Description of the task.
Copy out each line of the data that includes the string "Exercise".

Supplied records.
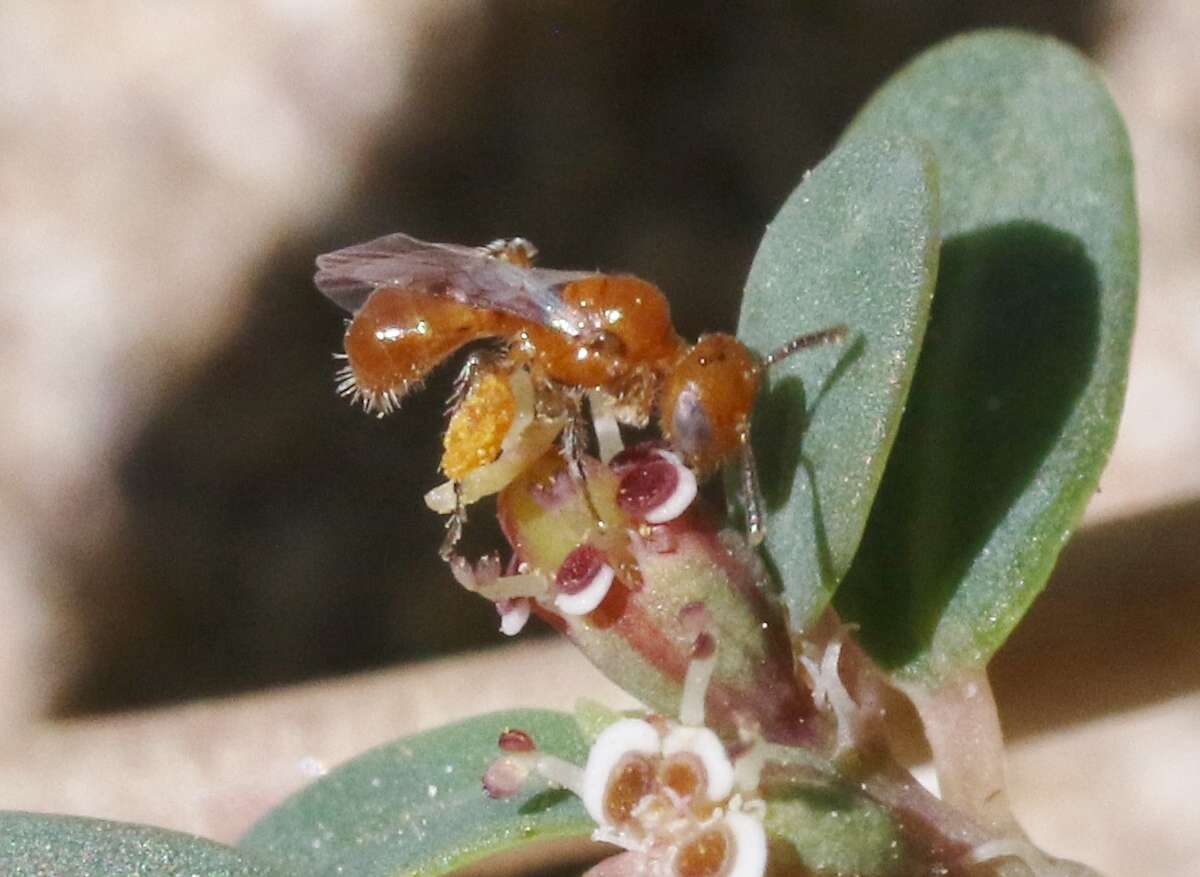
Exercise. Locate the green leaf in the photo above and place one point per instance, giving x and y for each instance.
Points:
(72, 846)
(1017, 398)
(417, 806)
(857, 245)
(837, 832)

==

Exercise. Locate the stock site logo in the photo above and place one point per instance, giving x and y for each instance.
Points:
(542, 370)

Expected answer.
Exercise. Locate the green leaf in the photo above and place one point per instance, giving x and y for each instance.
Exercise. Locate the stock site logo in the photo above and place one point per instance, giving x and y for each instance.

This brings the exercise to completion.